• _GIVEN EXERCISE_
Reproduce these lines of the listing word for word, starting at the line containing "Can you find the sky?" and ending at the line containing "pixel 491 223".

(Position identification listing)
=====

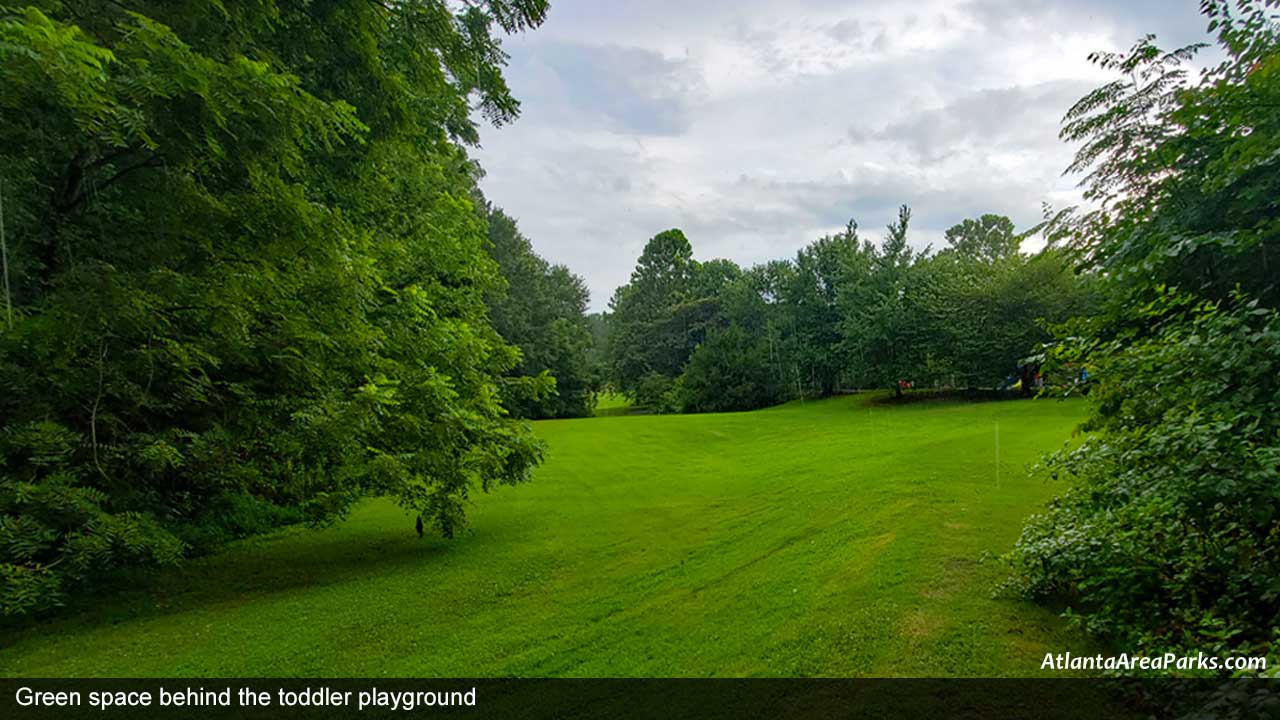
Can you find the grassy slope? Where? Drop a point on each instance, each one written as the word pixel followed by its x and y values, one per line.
pixel 830 538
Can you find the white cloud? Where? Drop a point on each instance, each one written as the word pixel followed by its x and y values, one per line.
pixel 759 124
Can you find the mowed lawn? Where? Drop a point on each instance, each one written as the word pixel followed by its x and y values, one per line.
pixel 822 538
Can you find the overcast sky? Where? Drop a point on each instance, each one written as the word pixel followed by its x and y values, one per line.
pixel 758 126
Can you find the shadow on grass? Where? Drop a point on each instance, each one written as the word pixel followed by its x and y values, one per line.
pixel 246 570
pixel 973 395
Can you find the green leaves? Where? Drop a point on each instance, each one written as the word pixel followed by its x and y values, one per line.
pixel 1165 540
pixel 250 282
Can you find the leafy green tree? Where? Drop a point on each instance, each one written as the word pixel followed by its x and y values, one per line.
pixel 877 323
pixel 654 318
pixel 247 278
pixel 987 238
pixel 542 310
pixel 1166 537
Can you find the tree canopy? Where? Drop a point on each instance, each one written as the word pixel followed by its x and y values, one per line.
pixel 247 282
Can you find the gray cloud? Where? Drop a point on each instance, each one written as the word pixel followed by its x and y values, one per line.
pixel 757 126
pixel 627 90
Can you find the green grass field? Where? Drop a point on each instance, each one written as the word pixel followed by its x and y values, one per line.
pixel 822 538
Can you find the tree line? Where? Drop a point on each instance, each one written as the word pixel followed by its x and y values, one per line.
pixel 845 313
pixel 247 278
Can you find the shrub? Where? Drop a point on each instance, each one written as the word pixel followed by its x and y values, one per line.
pixel 1170 534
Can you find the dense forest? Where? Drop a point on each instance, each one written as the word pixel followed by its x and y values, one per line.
pixel 250 279
pixel 844 314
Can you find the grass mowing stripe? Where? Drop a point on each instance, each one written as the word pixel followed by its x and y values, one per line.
pixel 819 538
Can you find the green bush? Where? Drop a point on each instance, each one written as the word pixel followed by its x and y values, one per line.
pixel 730 370
pixel 1169 534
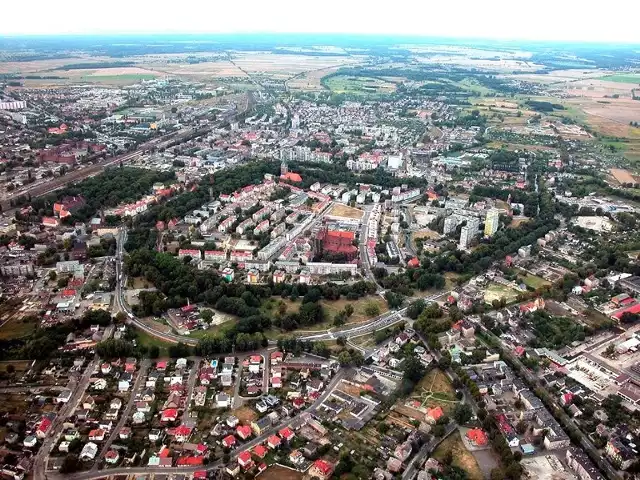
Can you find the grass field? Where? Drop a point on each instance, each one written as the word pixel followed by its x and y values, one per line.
pixel 536 282
pixel 436 389
pixel 17 327
pixel 496 291
pixel 359 85
pixel 622 78
pixel 276 472
pixel 331 308
pixel 143 338
pixel 462 458
pixel 347 212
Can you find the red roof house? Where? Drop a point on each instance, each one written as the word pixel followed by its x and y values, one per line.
pixel 229 441
pixel 169 415
pixel 260 451
pixel 244 459
pixel 274 441
pixel 321 469
pixel 244 431
pixel 286 433
pixel 477 436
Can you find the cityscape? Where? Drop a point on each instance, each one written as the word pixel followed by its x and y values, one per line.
pixel 318 257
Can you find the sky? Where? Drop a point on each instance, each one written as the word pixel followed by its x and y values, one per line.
pixel 545 20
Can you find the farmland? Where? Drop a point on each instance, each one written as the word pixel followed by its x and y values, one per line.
pixel 358 85
pixel 622 78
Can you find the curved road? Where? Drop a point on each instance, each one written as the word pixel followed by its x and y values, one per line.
pixel 381 321
pixel 291 422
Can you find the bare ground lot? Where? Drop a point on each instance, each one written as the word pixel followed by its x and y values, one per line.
pixel 245 414
pixel 462 458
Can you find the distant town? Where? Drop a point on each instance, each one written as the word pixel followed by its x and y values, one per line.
pixel 340 264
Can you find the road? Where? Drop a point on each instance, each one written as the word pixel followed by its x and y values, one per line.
pixel 362 246
pixel 291 422
pixel 79 174
pixel 120 304
pixel 191 383
pixel 39 465
pixel 414 465
pixel 160 142
pixel 605 466
pixel 124 415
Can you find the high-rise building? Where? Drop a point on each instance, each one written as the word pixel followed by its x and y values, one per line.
pixel 468 232
pixel 491 223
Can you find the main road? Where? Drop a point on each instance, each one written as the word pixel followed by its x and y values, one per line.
pixel 290 422
pixel 381 321
pixel 78 174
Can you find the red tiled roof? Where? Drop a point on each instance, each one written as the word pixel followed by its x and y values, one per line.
pixel 185 461
pixel 260 451
pixel 323 466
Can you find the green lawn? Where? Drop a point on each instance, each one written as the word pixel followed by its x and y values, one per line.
pixel 331 308
pixel 143 338
pixel 496 291
pixel 535 282
pixel 359 85
pixel 18 327
pixel 622 78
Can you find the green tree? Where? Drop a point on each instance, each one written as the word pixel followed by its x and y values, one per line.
pixel 348 310
pixel 413 369
pixel 462 414
pixel 207 315
pixel 372 309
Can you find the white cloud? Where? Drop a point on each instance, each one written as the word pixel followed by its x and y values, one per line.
pixel 573 20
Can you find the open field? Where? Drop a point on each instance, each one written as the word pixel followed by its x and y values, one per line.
pixel 277 472
pixel 331 308
pixel 437 381
pixel 204 70
pixel 536 282
pixel 41 66
pixel 340 210
pixel 284 65
pixel 435 390
pixel 359 85
pixel 359 307
pixel 245 414
pixel 144 339
pixel 462 457
pixel 129 78
pixel 365 341
pixel 623 78
pixel 18 326
pixel 496 291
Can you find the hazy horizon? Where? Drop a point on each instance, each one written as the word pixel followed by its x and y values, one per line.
pixel 546 21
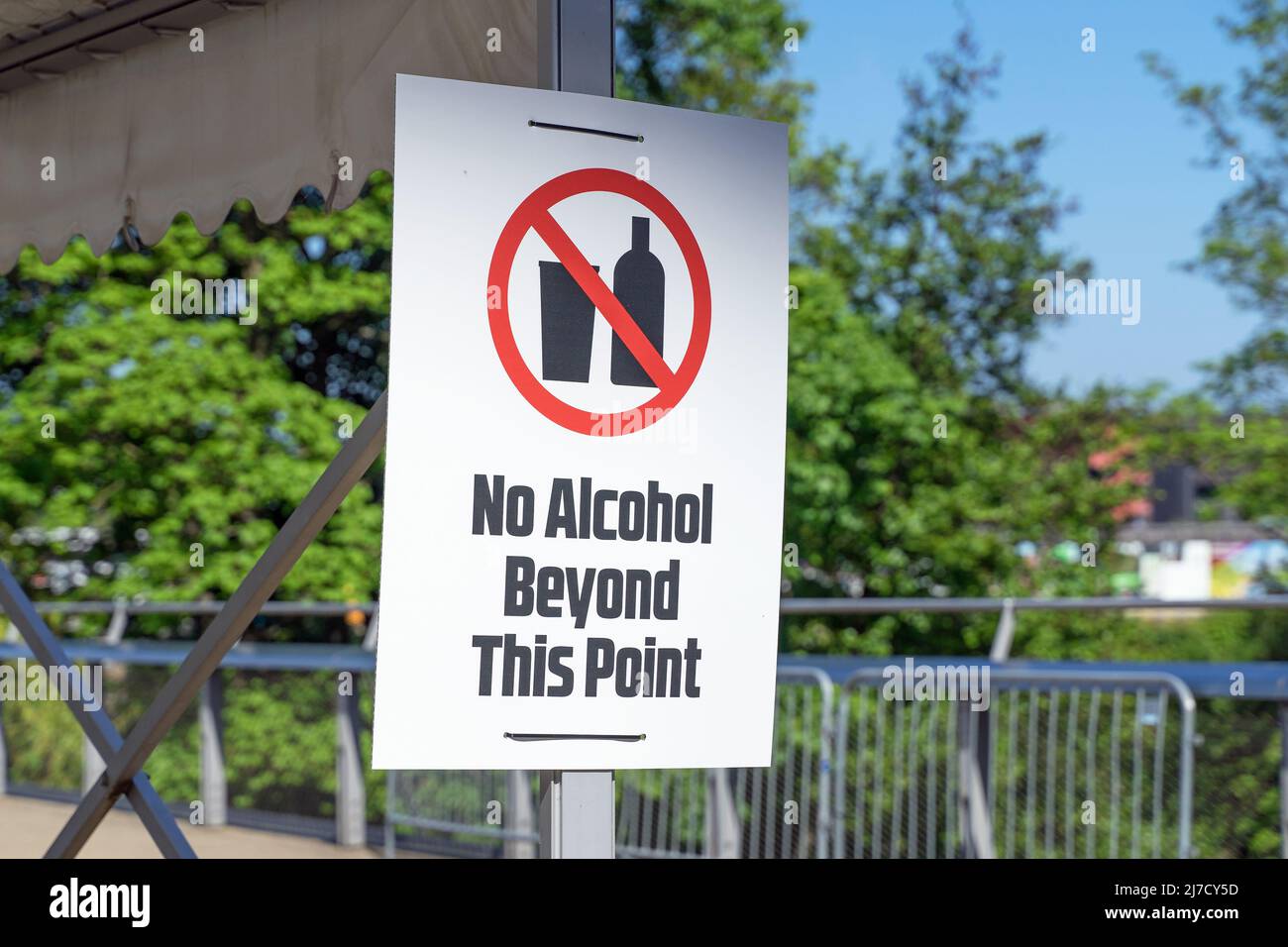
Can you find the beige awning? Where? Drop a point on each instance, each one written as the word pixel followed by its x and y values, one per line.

=====

• _THE RESULT_
Can you find the sky? Where? Drop a point on each instance, each one written as the word pixel followed by its x and y values, one per line.
pixel 545 20
Can you find the farmland? Where? Drop a point on each instance, each one written as the word pixel followed by its x and y values, one per line.
pixel 358 85
pixel 622 78
Can you find the curved road? Where? Drop a point on each instance, each one written as the word pixel followed by its x and y values, one per line.
pixel 381 321
pixel 291 422
Can you find the bare ground lot? Where? Drop a point on each instance, each one written as the word pixel followed by its x and y values, one per line.
pixel 245 414
pixel 462 458
Can you find the distant town? Where? Drop a point on each instance, each one written as the word pixel followed by its x and y values, one per line.
pixel 340 264
Can you find the road? Where? Drop a point on each instance, each one written as the word pixel followed by its x and y values, one per line.
pixel 362 246
pixel 291 422
pixel 79 174
pixel 120 304
pixel 191 383
pixel 39 465
pixel 414 465
pixel 160 142
pixel 605 466
pixel 124 415
Can you find the high-rise building? Where? Drop a point on each instance, each one written as the word pixel followed by its x and y values, one per line.
pixel 468 232
pixel 491 223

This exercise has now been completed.